SET EXERCISE: Reproduce verbatim the stretch of the material below from the line containing "Where can the yellow" through the end of the material.

## start TASK MATERIAL

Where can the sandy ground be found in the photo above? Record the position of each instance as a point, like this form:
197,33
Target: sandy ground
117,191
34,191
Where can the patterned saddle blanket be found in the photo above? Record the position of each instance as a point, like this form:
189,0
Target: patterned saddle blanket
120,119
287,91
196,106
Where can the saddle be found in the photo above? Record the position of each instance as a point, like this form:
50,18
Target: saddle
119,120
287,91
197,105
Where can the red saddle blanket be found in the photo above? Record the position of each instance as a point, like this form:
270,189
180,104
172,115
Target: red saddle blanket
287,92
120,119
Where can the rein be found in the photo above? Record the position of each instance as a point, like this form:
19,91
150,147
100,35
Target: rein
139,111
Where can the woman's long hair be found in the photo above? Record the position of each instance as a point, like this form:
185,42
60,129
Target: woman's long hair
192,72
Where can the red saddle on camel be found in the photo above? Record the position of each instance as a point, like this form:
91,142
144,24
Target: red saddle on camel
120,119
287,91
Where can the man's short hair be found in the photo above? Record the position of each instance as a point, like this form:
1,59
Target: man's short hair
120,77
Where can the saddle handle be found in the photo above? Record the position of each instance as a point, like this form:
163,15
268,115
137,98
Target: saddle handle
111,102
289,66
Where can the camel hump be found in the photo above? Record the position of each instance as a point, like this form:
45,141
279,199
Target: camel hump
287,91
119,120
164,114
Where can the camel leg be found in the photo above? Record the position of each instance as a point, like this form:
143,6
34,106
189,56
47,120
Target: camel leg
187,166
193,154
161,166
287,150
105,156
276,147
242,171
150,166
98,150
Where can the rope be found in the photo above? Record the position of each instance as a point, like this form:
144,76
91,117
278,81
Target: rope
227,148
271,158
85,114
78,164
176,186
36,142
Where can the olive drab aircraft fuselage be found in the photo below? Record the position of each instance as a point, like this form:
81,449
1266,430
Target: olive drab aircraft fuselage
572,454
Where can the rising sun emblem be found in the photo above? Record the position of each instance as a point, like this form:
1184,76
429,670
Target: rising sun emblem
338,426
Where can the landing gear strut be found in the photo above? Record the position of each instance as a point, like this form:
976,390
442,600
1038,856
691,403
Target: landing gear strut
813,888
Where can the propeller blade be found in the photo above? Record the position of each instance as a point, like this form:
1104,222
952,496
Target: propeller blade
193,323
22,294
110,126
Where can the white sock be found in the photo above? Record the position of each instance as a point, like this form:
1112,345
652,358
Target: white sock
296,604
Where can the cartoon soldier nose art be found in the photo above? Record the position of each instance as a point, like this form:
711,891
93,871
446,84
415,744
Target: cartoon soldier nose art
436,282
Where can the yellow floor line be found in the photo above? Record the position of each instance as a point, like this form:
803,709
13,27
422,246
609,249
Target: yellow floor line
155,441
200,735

## end TASK MATERIAL

SOLUTION FOR THIS TASK:
Where can the yellow floor line be found in the photo above? Record the position of each instance as a point, like this form:
803,709
13,27
422,246
609,249
Target: yellow floor line
155,441
200,735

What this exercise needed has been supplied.